### STATED EXERCISE:
In the records below, starting with the line with "Note: locate the leafy shrub" and going on through the line with "pixel 179 242", replace "leafy shrub" with "green bush" and write out those lines again, keeping everything else unchanged. Give only these lines.

========

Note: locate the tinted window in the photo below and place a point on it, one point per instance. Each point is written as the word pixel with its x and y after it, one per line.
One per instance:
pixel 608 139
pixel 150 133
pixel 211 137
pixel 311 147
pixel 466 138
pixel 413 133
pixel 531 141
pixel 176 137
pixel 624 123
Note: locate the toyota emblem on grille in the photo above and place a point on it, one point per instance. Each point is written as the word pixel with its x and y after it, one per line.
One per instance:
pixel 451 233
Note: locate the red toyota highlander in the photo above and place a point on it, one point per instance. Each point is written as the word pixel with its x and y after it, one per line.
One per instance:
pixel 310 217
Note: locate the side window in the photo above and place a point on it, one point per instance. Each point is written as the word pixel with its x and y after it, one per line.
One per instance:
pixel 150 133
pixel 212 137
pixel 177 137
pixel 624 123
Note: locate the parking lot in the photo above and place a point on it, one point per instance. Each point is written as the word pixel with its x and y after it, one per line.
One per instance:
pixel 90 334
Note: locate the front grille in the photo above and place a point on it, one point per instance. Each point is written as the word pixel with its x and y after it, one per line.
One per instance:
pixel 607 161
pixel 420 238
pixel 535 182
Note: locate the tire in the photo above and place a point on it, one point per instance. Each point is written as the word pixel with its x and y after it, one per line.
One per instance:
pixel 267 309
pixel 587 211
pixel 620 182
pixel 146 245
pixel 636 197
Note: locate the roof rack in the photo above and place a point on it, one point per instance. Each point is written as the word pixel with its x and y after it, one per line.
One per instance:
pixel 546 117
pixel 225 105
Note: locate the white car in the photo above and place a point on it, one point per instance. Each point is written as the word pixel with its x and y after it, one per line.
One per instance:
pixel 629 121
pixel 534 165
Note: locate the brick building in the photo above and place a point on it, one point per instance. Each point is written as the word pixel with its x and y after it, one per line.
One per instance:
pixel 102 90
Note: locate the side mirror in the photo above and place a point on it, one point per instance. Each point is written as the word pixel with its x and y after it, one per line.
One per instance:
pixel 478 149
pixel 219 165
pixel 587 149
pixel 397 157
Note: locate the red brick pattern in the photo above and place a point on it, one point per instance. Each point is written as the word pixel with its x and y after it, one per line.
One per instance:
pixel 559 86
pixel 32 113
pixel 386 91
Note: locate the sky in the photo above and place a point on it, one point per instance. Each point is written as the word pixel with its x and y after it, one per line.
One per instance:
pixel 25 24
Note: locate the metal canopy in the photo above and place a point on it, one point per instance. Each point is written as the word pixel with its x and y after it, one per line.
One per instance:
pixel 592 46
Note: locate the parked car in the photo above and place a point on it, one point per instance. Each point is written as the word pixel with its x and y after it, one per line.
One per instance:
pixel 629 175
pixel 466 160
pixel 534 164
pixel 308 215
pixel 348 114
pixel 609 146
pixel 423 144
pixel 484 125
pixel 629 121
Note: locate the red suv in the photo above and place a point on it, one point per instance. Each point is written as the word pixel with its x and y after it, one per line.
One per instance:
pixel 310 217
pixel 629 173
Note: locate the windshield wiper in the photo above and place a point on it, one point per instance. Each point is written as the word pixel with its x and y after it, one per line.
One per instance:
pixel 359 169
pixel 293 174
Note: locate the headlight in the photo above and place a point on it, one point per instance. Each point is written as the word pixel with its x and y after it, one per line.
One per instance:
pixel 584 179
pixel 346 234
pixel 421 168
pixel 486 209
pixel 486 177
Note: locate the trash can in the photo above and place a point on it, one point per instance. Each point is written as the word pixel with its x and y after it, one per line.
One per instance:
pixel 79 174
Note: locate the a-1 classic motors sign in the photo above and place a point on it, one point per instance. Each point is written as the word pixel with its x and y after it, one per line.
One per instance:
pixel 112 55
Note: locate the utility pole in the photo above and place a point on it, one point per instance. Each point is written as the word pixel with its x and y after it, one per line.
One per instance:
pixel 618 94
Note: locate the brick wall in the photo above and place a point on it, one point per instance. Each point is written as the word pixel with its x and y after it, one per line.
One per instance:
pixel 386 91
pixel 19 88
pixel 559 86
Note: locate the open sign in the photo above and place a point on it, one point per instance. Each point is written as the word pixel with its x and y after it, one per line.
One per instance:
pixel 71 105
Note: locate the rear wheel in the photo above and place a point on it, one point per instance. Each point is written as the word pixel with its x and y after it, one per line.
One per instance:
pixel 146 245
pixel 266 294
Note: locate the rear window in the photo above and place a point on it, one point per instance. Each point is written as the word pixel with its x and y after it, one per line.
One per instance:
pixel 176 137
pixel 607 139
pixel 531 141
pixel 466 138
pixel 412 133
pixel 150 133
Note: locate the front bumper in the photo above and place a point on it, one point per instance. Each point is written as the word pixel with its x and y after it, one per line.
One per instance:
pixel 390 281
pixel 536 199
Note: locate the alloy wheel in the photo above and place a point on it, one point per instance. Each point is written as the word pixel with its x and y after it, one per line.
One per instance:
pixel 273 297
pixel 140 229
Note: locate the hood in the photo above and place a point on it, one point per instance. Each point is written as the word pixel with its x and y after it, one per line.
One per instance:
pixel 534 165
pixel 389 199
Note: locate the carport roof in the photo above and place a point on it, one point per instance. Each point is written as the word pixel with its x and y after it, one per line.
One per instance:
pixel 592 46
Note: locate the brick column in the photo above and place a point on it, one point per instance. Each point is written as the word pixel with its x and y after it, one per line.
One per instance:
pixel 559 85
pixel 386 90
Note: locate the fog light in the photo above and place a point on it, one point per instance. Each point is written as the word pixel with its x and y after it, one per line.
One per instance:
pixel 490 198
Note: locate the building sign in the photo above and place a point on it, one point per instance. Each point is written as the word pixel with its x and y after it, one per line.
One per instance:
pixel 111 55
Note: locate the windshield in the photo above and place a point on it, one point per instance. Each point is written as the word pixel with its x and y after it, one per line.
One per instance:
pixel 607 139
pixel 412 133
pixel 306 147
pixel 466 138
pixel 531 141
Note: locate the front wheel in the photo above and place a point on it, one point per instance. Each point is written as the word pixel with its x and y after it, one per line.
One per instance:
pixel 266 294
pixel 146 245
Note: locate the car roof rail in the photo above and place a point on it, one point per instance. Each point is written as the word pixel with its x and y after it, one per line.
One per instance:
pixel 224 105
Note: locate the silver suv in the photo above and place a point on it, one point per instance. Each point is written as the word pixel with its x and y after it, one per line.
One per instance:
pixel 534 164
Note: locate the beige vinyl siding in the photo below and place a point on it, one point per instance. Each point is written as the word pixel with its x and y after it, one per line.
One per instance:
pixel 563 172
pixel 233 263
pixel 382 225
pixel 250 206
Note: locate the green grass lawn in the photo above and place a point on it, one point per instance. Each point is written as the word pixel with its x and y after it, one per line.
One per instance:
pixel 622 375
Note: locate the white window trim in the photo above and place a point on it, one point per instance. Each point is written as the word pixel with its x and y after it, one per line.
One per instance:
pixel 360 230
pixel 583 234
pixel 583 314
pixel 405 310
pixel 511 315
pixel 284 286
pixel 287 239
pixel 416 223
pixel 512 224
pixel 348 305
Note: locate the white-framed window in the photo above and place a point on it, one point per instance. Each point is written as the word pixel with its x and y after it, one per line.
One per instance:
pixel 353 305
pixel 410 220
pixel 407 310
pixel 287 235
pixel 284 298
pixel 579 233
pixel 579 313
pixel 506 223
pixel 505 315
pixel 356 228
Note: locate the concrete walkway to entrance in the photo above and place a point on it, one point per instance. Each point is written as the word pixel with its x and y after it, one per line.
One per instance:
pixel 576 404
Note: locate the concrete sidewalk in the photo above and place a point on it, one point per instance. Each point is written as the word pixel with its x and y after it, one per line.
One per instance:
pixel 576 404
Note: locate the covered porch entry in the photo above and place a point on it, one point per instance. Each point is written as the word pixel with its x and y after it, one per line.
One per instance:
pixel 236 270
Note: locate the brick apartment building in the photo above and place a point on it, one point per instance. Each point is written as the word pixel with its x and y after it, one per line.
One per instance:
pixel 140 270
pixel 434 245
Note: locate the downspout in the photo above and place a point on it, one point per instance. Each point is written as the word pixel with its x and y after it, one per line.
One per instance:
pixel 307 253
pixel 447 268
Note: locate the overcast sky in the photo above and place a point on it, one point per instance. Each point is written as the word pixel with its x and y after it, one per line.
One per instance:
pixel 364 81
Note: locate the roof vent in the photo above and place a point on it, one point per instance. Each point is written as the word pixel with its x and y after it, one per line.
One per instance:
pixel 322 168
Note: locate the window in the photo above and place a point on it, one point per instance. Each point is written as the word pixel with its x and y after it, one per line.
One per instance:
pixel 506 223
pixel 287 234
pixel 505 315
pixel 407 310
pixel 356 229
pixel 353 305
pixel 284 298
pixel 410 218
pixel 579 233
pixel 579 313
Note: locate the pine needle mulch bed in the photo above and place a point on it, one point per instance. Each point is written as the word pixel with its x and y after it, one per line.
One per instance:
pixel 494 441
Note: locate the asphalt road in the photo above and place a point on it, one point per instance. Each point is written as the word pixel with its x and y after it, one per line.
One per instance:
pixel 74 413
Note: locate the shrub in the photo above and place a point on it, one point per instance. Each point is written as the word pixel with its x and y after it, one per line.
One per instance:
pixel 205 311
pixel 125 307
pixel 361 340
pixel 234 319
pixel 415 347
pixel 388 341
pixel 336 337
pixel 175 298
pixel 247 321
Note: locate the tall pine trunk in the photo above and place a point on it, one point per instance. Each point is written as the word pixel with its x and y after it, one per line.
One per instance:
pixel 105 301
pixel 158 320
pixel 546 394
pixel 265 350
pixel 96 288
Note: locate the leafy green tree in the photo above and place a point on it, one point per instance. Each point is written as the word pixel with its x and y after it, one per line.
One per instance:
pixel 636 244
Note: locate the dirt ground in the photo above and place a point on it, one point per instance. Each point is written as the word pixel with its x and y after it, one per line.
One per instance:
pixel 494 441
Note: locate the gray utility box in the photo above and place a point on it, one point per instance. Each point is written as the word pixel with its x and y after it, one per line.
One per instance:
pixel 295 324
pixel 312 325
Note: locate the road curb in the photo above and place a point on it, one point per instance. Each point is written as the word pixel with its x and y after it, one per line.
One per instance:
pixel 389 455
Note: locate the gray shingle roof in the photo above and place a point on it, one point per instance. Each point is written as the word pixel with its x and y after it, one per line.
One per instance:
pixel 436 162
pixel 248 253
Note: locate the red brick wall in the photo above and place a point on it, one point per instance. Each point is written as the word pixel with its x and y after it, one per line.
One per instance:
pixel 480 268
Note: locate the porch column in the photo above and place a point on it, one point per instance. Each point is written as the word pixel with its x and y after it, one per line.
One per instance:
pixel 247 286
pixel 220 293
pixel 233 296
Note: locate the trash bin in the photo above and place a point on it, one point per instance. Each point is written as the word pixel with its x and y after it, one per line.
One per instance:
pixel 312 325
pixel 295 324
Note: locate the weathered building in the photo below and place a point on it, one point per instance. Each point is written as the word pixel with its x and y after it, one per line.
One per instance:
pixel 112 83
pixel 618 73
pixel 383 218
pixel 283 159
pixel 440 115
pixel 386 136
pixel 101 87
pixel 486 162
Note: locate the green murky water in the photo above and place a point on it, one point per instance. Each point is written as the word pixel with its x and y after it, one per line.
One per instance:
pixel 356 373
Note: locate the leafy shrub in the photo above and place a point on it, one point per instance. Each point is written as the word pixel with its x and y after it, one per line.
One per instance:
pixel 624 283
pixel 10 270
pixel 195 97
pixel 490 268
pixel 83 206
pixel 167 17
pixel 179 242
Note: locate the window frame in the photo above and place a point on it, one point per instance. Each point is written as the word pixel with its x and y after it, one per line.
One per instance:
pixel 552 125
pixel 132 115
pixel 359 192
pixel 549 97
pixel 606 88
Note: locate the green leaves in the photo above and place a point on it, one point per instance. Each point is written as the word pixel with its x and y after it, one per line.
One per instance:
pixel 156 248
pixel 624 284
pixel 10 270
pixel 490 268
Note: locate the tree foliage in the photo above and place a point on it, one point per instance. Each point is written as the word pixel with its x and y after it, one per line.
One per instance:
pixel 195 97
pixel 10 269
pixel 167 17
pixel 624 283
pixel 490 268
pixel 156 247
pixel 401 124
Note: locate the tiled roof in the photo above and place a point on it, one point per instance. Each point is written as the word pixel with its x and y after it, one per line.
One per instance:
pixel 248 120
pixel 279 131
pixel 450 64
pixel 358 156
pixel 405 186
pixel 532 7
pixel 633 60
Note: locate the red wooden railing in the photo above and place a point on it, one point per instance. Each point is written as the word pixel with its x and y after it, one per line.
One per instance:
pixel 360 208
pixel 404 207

========

### FINAL ANSWER:
Note: locate the green bush in the photo above and place a point on it, one point per instance. Each point is written as the word pixel with its x and y after it, one per line.
One per instance:
pixel 624 283
pixel 10 270
pixel 195 97
pixel 490 268
pixel 83 206
pixel 167 17
pixel 179 242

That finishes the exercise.